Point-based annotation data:

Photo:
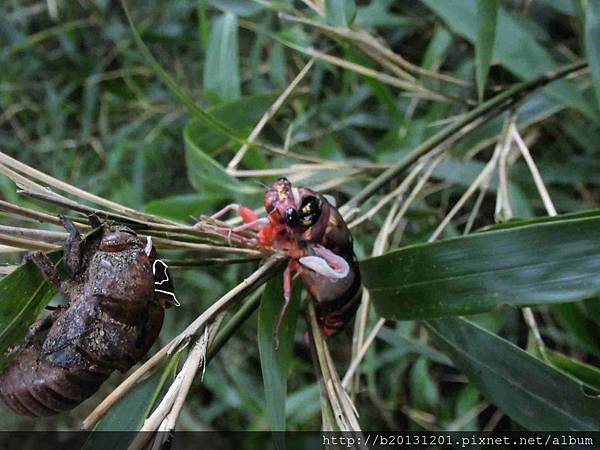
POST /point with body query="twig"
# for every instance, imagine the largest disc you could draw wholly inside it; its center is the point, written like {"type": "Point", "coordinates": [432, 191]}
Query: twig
{"type": "Point", "coordinates": [535, 173]}
{"type": "Point", "coordinates": [487, 110]}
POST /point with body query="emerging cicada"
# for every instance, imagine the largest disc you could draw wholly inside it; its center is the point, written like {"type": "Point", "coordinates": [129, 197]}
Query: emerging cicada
{"type": "Point", "coordinates": [309, 229]}
{"type": "Point", "coordinates": [116, 294]}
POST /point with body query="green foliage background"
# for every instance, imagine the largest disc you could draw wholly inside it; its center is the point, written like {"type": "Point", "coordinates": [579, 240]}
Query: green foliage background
{"type": "Point", "coordinates": [81, 100]}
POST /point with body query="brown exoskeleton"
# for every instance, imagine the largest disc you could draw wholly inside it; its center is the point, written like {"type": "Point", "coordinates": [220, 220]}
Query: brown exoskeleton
{"type": "Point", "coordinates": [309, 229]}
{"type": "Point", "coordinates": [116, 293]}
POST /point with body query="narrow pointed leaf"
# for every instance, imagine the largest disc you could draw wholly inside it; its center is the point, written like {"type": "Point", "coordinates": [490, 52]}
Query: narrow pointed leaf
{"type": "Point", "coordinates": [23, 296]}
{"type": "Point", "coordinates": [187, 101]}
{"type": "Point", "coordinates": [516, 48]}
{"type": "Point", "coordinates": [532, 393]}
{"type": "Point", "coordinates": [541, 263]}
{"type": "Point", "coordinates": [487, 11]}
{"type": "Point", "coordinates": [592, 42]}
{"type": "Point", "coordinates": [276, 363]}
{"type": "Point", "coordinates": [587, 374]}
{"type": "Point", "coordinates": [221, 68]}
{"type": "Point", "coordinates": [129, 413]}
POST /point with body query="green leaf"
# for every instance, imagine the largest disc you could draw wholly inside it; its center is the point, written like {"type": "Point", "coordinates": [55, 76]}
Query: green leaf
{"type": "Point", "coordinates": [532, 393]}
{"type": "Point", "coordinates": [129, 413]}
{"type": "Point", "coordinates": [542, 263]}
{"type": "Point", "coordinates": [205, 174]}
{"type": "Point", "coordinates": [585, 373]}
{"type": "Point", "coordinates": [592, 42]}
{"type": "Point", "coordinates": [173, 86]}
{"type": "Point", "coordinates": [340, 12]}
{"type": "Point", "coordinates": [423, 391]}
{"type": "Point", "coordinates": [487, 11]}
{"type": "Point", "coordinates": [515, 48]}
{"type": "Point", "coordinates": [571, 317]}
{"type": "Point", "coordinates": [276, 363]}
{"type": "Point", "coordinates": [208, 176]}
{"type": "Point", "coordinates": [221, 68]}
{"type": "Point", "coordinates": [23, 295]}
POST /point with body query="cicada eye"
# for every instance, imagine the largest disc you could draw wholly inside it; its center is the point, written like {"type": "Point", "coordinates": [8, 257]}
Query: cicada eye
{"type": "Point", "coordinates": [310, 211]}
{"type": "Point", "coordinates": [291, 217]}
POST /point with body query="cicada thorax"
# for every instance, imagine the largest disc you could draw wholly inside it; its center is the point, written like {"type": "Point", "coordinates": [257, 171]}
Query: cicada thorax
{"type": "Point", "coordinates": [337, 299]}
{"type": "Point", "coordinates": [314, 228]}
{"type": "Point", "coordinates": [112, 319]}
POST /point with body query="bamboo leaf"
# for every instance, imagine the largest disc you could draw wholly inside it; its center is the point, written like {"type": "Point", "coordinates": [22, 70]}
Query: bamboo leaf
{"type": "Point", "coordinates": [487, 11]}
{"type": "Point", "coordinates": [172, 85]}
{"type": "Point", "coordinates": [23, 295]}
{"type": "Point", "coordinates": [515, 48]}
{"type": "Point", "coordinates": [221, 68]}
{"type": "Point", "coordinates": [541, 263]}
{"type": "Point", "coordinates": [585, 373]}
{"type": "Point", "coordinates": [592, 42]}
{"type": "Point", "coordinates": [532, 393]}
{"type": "Point", "coordinates": [340, 12]}
{"type": "Point", "coordinates": [276, 363]}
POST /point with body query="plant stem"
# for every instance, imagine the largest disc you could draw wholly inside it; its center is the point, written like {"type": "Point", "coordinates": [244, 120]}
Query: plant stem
{"type": "Point", "coordinates": [494, 106]}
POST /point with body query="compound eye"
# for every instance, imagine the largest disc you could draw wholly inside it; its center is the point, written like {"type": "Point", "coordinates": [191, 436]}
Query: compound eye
{"type": "Point", "coordinates": [291, 217]}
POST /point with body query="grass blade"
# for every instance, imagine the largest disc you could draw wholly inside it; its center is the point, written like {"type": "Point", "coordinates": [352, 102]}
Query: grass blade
{"type": "Point", "coordinates": [276, 363]}
{"type": "Point", "coordinates": [548, 262]}
{"type": "Point", "coordinates": [487, 11]}
{"type": "Point", "coordinates": [23, 295]}
{"type": "Point", "coordinates": [519, 384]}
{"type": "Point", "coordinates": [221, 69]}
{"type": "Point", "coordinates": [592, 42]}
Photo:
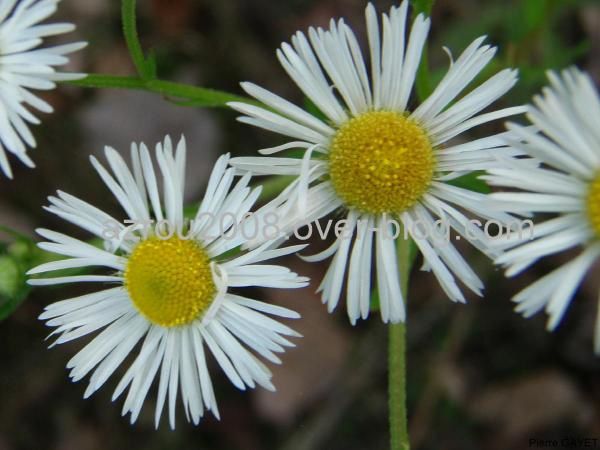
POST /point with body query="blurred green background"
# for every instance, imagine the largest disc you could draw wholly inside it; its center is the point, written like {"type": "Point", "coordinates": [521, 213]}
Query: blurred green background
{"type": "Point", "coordinates": [479, 376]}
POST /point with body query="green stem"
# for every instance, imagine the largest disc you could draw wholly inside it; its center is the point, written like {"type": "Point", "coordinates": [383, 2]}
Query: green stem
{"type": "Point", "coordinates": [193, 95]}
{"type": "Point", "coordinates": [399, 439]}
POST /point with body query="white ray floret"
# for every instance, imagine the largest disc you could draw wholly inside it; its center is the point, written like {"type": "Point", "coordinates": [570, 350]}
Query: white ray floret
{"type": "Point", "coordinates": [146, 272]}
{"type": "Point", "coordinates": [566, 138]}
{"type": "Point", "coordinates": [24, 67]}
{"type": "Point", "coordinates": [329, 68]}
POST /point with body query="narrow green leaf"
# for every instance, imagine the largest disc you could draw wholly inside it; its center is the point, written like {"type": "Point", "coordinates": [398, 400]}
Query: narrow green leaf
{"type": "Point", "coordinates": [193, 95]}
{"type": "Point", "coordinates": [472, 182]}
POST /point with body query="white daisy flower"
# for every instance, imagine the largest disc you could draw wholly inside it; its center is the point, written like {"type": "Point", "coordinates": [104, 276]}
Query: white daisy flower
{"type": "Point", "coordinates": [567, 186]}
{"type": "Point", "coordinates": [167, 299]}
{"type": "Point", "coordinates": [375, 158]}
{"type": "Point", "coordinates": [23, 67]}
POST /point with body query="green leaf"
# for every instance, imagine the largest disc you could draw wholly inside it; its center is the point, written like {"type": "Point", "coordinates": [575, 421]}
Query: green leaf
{"type": "Point", "coordinates": [422, 6]}
{"type": "Point", "coordinates": [129, 20]}
{"type": "Point", "coordinates": [193, 95]}
{"type": "Point", "coordinates": [471, 182]}
{"type": "Point", "coordinates": [13, 284]}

▶ _Exercise aim_: Pick out and copy every line of the entries above that contains the word "thorax". Treat the match as case-sensitive.

▶ _Solution to the problem_:
POST /point with body query="cicada thorax"
Query: cicada thorax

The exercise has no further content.